## AIM
Recast the lines from the start of the items up to and including the line with "301], [338, 297]]" as a numbered list, leaving out blank lines. Omit the pictures from your answer.

## RECORDS TO PROCESS
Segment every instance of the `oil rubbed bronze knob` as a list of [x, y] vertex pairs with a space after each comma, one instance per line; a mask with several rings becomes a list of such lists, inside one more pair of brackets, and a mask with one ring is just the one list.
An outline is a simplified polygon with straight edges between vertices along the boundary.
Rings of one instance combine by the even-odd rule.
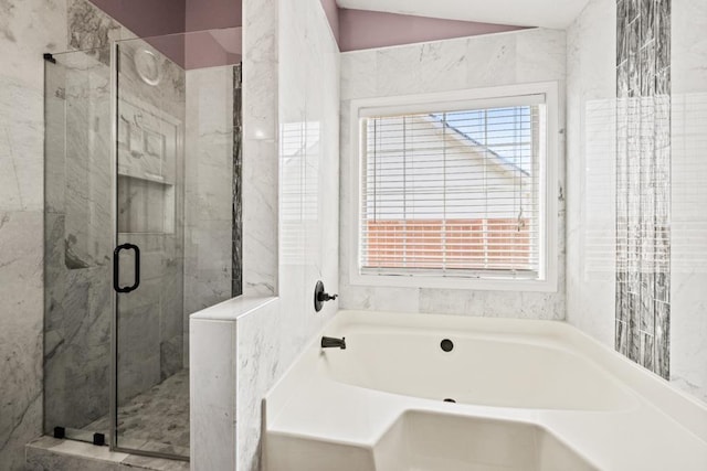
[[339, 295], [329, 295], [326, 292], [321, 280], [317, 281], [317, 285], [314, 287], [314, 310], [319, 312], [321, 310], [321, 304], [326, 301], [334, 301], [338, 297]]

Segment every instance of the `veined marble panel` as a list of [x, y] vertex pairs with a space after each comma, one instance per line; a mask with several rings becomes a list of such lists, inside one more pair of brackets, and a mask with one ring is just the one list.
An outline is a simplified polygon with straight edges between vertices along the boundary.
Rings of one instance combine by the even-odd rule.
[[[616, 3], [615, 349], [669, 378], [671, 0]], [[658, 76], [666, 79], [661, 83]]]

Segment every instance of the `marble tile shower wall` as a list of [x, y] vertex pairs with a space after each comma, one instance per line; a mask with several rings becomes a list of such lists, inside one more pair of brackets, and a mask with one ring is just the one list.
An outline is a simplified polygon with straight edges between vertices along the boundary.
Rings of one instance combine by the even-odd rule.
[[616, 2], [615, 347], [669, 377], [671, 0]]
[[[468, 315], [564, 319], [564, 147], [560, 136], [559, 281], [557, 292], [504, 292], [455, 289], [354, 286], [349, 282], [351, 237], [350, 101], [397, 95], [425, 94], [557, 81], [560, 96], [566, 78], [566, 34], [557, 30], [526, 30], [384, 47], [341, 54], [341, 308]], [[559, 122], [564, 122], [560, 105]]]
[[65, 1], [0, 2], [0, 463], [42, 432], [42, 53], [68, 47]]
[[0, 2], [0, 463], [42, 432], [42, 53], [66, 50], [64, 1]]
[[[133, 38], [87, 2], [70, 1], [67, 13], [70, 45], [98, 49], [59, 55], [48, 68], [48, 77], [63, 76], [57, 88], [49, 90], [60, 97], [52, 98], [60, 116], [49, 119], [49, 126], [64, 126], [48, 132], [45, 431], [55, 426], [82, 428], [108, 414], [113, 296], [108, 42]], [[134, 68], [133, 58], [141, 49], [158, 57], [159, 87], [146, 85]], [[181, 128], [183, 71], [138, 40], [124, 43], [120, 55], [118, 135], [127, 136], [138, 115], [161, 114]], [[127, 142], [118, 147], [118, 240], [137, 244], [143, 251], [143, 285], [120, 297], [118, 399], [123, 402], [183, 367], [182, 221], [172, 222], [171, 232], [147, 223], [163, 204], [157, 189], [176, 189], [173, 211], [181, 214], [183, 157], [179, 150], [168, 156], [166, 167], [173, 170], [162, 175], [168, 183], [162, 186], [150, 184], [146, 176], [154, 172], [147, 158], [138, 159], [139, 151], [128, 149]], [[149, 202], [143, 197], [148, 194]], [[124, 263], [122, 268], [126, 275], [122, 278], [129, 279], [131, 266]]]
[[[105, 353], [108, 351], [110, 278], [103, 235], [110, 224], [104, 224], [102, 210], [109, 204], [105, 199], [108, 173], [94, 171], [106, 156], [103, 131], [108, 117], [98, 103], [106, 99], [109, 54], [107, 49], [101, 49], [81, 60], [76, 55], [68, 67], [55, 69], [48, 76], [48, 85], [54, 90], [48, 114], [66, 110], [66, 126], [75, 132], [64, 140], [66, 129], [60, 126], [48, 130], [50, 150], [56, 152], [66, 146], [70, 159], [65, 174], [51, 164], [46, 169], [46, 278], [48, 285], [52, 285], [46, 297], [52, 314], [46, 320], [42, 306], [44, 61], [41, 56], [45, 52], [99, 49], [112, 40], [129, 38], [134, 38], [129, 31], [84, 0], [0, 2], [0, 377], [6, 386], [0, 404], [0, 463], [3, 470], [23, 469], [24, 445], [42, 432], [44, 321], [48, 325], [44, 360], [50, 367], [65, 366], [65, 370], [51, 368], [46, 377], [48, 409], [62, 416], [48, 416], [48, 424], [61, 419], [81, 425], [88, 420], [84, 415], [107, 413]], [[183, 84], [178, 75], [168, 72], [166, 76], [177, 87]], [[183, 86], [181, 88], [183, 95]], [[163, 105], [161, 100], [158, 104]], [[50, 125], [62, 122], [52, 116], [48, 118]], [[91, 146], [86, 139], [92, 140]], [[89, 171], [91, 184], [86, 185]], [[163, 253], [163, 245], [156, 244], [159, 247], [154, 254]], [[147, 268], [149, 272], [149, 263]], [[173, 265], [172, 268], [181, 271]], [[67, 289], [68, 285], [73, 289]], [[181, 296], [178, 299], [181, 302]], [[82, 312], [88, 315], [82, 317]], [[181, 315], [177, 319], [181, 322]], [[158, 332], [166, 334], [163, 342], [158, 343], [159, 353], [150, 355], [157, 365], [150, 366], [150, 371], [156, 372], [154, 376], [158, 379], [170, 370], [182, 367], [181, 324], [172, 329], [175, 325], [162, 321], [150, 320], [150, 325], [157, 325]], [[170, 329], [178, 341], [169, 336]], [[84, 340], [83, 346], [80, 339]], [[178, 362], [170, 360], [171, 352], [179, 352]], [[84, 368], [76, 370], [75, 365], [82, 363]], [[88, 393], [91, 385], [97, 383], [103, 385], [105, 395]]]

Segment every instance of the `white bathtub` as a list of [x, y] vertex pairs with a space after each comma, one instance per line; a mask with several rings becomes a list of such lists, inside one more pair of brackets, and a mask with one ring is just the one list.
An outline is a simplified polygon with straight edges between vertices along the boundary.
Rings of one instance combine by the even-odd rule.
[[317, 338], [265, 399], [266, 471], [707, 470], [707, 408], [564, 323], [342, 311], [323, 334], [347, 349]]

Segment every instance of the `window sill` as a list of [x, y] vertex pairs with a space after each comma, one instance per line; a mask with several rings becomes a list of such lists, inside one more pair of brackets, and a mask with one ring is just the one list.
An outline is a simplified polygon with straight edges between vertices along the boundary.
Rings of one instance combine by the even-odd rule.
[[531, 291], [557, 292], [557, 278], [515, 279], [515, 278], [472, 278], [472, 277], [429, 277], [419, 275], [371, 275], [350, 274], [354, 286], [391, 288], [433, 288], [464, 289], [469, 291]]

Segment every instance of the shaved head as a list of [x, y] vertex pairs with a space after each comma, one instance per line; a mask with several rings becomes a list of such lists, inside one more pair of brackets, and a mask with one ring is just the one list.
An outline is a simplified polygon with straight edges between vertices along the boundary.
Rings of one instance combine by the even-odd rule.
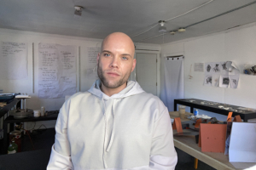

## RESPONSE BELOW
1. Segment every instance of the `oil rubbed bronze knob` as a list of [x, y] vertex pairs with a space after each comma, one instance per line; a mask with several rings becomes a list of such lists, inside one more pair of brackets, and a mask with one ring is just the one list.
2. An outline is a simplified polygon with straight edges between vertices along the boundary.
3. Rings of one instance combine by the even-odd rule.
4. [[339, 295], [329, 295], [326, 292], [321, 280], [317, 281], [317, 285], [314, 287], [314, 310], [319, 312], [321, 310], [321, 304], [326, 301], [334, 301], [338, 297]]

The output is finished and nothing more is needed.